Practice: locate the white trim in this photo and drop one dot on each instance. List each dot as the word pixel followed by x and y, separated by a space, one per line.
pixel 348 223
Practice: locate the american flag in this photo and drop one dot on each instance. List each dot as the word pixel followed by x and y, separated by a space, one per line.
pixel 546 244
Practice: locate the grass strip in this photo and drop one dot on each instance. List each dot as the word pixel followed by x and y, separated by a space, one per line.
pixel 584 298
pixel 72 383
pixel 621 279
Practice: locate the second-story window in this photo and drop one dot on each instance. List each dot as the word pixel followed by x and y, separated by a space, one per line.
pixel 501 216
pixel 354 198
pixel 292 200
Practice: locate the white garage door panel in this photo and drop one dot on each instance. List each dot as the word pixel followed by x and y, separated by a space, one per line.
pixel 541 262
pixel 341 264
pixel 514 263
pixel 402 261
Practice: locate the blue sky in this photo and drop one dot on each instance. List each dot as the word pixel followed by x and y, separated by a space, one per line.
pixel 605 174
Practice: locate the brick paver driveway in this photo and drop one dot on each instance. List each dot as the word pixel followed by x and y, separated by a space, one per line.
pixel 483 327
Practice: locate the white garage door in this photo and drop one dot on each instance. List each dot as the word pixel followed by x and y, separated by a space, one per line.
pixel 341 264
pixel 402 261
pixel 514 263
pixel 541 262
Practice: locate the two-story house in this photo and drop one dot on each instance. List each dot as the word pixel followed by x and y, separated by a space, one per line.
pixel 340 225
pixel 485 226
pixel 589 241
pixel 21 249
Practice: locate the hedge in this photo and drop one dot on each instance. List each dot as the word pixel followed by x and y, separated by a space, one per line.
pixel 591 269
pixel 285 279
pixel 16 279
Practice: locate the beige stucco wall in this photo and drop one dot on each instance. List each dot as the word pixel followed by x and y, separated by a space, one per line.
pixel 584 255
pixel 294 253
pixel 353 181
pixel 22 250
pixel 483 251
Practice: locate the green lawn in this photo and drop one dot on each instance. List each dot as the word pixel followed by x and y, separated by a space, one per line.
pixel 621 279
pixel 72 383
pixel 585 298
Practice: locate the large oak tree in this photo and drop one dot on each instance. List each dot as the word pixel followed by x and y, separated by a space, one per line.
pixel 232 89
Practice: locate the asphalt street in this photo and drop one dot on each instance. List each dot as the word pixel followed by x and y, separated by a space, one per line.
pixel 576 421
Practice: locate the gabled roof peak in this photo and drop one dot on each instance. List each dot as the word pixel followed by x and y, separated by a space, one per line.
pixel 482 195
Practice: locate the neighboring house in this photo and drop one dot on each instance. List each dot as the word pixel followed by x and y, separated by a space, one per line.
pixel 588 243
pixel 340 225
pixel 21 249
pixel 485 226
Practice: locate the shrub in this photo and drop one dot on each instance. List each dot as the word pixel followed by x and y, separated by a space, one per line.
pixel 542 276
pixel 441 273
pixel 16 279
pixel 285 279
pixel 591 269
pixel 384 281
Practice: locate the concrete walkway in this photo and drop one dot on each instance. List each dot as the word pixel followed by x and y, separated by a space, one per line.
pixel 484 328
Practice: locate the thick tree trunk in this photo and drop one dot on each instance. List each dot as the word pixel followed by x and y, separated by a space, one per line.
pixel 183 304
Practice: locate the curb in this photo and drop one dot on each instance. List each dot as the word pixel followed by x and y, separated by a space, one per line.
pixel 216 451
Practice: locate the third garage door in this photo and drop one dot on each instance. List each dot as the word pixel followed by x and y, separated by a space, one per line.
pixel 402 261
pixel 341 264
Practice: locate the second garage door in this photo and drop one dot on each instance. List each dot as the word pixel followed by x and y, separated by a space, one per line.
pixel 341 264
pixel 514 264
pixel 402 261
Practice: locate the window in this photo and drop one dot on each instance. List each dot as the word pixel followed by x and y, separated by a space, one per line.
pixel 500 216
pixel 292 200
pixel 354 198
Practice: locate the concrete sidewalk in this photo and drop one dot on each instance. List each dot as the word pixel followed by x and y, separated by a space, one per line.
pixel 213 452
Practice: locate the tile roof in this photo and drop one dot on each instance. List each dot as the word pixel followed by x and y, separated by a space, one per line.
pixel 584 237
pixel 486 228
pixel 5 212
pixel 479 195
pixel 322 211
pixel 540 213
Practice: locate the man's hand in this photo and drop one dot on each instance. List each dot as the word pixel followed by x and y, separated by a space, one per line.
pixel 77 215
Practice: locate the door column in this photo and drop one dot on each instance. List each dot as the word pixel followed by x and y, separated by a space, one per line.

Work task: Which lines run from the one containing "Practice: locate the man's" to the final line of the entries? Return those lines exactly, and only those.

Answer to this exercise:
Practice: locate the man's hand in this photo and drop one dot on each instance. List each dot as the word pixel followed by x and y, separated by a space, one per line.
pixel 77 215
Practice: locate the door column in this photo and drop one dot on each instance. List each dot as the word pixel followed by x and y, separated by a space, one per line.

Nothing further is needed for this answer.